To be done:
Pull out every line of the records that contains the word "Target", counting a match only when its capitalization is the same.

-------------------------

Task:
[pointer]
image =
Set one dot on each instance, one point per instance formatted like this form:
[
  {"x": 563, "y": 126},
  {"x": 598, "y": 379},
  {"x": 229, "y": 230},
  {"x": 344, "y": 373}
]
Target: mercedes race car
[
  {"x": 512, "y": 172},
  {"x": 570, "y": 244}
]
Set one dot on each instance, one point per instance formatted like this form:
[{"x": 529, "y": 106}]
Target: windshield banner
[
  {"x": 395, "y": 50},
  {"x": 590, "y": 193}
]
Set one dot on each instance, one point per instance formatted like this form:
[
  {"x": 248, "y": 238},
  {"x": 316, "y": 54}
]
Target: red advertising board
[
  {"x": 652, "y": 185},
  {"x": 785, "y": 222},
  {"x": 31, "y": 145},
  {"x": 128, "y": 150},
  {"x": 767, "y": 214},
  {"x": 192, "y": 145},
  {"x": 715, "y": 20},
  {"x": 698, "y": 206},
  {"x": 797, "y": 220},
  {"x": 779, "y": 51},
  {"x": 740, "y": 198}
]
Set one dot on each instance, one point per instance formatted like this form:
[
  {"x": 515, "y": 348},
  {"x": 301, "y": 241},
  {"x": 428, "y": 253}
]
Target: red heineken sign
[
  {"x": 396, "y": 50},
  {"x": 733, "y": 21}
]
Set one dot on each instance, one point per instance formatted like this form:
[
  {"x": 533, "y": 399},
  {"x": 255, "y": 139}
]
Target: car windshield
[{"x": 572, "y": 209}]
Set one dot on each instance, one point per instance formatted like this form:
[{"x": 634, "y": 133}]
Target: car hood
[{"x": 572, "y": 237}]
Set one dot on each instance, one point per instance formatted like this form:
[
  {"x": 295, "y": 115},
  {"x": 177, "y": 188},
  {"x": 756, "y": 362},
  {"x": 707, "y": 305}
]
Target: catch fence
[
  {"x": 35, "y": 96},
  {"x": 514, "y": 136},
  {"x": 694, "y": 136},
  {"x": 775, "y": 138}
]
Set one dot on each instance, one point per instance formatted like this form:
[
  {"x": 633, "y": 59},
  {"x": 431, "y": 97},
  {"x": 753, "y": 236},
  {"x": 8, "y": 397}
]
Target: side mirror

-------------------------

Full solution:
Target: mercedes race car
Target: windshield banner
Target: red advertising board
Target: red heineken sign
Target: car windshield
Target: car hood
Target: catch fence
Target: side mirror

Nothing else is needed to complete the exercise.